=== EXERCISE ===
Count the lines in the data below that contain the word "statue", and give only that number.

=== MATERIAL SUPPLIED ===
********
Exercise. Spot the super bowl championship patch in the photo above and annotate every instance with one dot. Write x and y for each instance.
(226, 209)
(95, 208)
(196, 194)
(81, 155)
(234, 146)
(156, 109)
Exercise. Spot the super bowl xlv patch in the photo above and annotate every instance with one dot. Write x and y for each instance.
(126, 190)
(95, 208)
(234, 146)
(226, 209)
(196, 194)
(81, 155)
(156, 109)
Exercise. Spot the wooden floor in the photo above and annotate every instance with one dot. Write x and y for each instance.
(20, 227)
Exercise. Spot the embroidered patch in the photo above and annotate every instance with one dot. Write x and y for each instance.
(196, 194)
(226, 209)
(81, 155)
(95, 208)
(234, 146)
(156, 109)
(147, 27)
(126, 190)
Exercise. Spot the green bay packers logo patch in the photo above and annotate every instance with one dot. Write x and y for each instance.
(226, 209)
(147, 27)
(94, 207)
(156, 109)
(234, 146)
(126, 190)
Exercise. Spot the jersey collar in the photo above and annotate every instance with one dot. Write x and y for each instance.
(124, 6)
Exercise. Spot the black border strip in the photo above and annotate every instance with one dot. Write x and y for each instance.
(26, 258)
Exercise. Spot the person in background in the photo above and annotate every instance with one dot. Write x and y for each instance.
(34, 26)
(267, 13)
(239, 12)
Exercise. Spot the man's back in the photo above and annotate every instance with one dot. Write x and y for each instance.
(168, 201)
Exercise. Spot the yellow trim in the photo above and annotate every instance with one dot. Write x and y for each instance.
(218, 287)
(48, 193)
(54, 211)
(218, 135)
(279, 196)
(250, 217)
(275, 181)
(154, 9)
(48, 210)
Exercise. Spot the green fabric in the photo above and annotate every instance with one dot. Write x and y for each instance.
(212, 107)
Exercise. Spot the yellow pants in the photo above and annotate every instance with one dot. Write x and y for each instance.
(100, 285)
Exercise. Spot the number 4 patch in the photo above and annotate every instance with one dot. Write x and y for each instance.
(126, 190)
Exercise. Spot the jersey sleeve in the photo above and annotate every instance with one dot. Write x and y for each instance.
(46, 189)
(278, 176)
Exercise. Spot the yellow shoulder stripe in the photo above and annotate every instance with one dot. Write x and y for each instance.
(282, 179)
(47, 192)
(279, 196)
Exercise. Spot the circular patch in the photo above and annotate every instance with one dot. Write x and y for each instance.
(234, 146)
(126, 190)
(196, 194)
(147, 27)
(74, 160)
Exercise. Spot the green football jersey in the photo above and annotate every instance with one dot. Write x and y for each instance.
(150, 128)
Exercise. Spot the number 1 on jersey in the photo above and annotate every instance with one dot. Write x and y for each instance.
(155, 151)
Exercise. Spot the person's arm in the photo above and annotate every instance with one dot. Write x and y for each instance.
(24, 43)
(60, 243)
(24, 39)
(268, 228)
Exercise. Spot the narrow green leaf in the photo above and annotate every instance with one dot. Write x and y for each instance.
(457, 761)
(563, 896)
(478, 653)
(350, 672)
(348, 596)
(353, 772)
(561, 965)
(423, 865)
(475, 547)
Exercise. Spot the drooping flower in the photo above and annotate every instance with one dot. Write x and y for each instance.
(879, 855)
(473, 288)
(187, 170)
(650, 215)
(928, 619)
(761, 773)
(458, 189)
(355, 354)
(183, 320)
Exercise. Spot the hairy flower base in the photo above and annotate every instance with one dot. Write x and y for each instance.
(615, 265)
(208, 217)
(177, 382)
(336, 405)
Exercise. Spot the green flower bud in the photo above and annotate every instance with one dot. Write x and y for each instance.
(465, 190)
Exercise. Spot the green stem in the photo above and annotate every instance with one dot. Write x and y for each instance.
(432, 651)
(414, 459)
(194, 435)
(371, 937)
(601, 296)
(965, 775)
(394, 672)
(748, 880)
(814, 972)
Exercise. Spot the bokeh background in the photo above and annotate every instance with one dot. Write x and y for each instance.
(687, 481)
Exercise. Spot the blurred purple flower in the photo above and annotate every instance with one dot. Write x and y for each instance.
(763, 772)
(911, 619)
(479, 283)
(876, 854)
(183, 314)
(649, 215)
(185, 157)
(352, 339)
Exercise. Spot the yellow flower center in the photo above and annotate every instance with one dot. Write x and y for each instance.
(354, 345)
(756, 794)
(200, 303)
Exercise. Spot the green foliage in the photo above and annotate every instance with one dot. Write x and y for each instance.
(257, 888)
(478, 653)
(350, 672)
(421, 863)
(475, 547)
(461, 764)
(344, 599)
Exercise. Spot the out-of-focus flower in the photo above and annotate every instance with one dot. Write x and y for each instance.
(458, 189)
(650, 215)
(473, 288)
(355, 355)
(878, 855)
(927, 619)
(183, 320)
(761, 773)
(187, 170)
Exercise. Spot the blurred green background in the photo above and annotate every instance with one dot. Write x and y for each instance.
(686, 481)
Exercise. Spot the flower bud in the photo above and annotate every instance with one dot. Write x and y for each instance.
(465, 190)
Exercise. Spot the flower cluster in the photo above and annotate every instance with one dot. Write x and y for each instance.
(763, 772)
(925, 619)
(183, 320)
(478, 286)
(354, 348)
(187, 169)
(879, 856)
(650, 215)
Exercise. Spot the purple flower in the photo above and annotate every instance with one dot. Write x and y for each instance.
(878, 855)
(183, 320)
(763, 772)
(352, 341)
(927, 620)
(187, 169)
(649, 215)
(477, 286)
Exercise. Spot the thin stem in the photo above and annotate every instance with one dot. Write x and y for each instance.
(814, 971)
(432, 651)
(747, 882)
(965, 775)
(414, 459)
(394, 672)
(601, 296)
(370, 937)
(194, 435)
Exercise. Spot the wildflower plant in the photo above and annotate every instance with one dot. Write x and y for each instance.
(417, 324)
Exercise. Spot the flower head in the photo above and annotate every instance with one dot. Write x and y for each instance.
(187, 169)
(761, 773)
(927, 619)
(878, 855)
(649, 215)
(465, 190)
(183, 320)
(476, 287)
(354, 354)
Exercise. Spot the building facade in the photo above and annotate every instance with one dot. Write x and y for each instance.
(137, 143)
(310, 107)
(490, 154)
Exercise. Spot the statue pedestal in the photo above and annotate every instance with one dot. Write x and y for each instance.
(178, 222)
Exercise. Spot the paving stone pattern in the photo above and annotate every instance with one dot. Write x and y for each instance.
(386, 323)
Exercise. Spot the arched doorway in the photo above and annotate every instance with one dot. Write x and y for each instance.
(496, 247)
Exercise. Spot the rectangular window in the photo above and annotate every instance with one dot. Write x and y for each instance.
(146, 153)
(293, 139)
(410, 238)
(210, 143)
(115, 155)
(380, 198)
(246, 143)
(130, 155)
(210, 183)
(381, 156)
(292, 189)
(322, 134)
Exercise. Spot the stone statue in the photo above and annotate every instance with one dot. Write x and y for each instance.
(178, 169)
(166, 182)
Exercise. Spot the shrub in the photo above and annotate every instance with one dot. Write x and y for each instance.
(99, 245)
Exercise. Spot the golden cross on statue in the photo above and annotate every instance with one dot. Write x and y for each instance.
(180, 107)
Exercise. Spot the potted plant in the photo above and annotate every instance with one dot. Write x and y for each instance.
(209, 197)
********
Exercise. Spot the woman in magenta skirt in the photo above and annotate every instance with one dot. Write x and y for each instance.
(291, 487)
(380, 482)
********
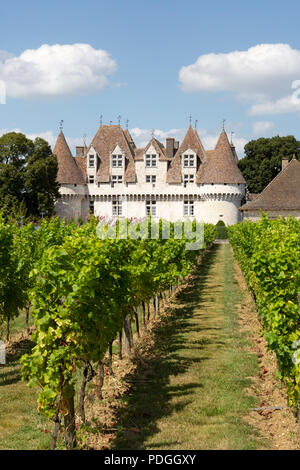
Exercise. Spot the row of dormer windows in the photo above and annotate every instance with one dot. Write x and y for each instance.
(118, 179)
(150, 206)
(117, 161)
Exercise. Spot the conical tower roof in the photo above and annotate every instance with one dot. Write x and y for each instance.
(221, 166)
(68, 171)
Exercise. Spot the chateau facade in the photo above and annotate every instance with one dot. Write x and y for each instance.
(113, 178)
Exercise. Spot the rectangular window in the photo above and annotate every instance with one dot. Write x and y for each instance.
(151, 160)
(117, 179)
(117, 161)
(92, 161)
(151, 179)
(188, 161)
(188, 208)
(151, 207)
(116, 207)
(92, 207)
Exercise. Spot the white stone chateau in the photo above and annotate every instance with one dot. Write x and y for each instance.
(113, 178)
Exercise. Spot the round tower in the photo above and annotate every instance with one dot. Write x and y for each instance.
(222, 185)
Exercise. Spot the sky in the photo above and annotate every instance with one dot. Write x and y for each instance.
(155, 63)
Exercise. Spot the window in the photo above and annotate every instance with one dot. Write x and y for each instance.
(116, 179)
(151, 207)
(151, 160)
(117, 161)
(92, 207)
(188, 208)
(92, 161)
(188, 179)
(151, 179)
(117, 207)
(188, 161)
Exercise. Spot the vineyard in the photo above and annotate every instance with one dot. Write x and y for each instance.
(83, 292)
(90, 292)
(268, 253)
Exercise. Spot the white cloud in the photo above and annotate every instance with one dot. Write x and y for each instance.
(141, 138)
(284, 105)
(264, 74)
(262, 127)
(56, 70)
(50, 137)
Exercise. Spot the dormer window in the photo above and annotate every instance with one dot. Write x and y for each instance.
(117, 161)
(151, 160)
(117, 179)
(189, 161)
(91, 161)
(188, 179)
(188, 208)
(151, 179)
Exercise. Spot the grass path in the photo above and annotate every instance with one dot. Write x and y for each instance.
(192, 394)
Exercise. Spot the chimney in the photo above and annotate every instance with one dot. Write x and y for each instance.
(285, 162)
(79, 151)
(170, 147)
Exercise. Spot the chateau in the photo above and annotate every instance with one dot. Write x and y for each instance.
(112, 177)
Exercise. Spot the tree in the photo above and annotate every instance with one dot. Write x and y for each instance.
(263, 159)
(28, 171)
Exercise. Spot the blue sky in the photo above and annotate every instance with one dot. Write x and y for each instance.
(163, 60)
********
=== SOLUTION FOR THIS TASK ===
3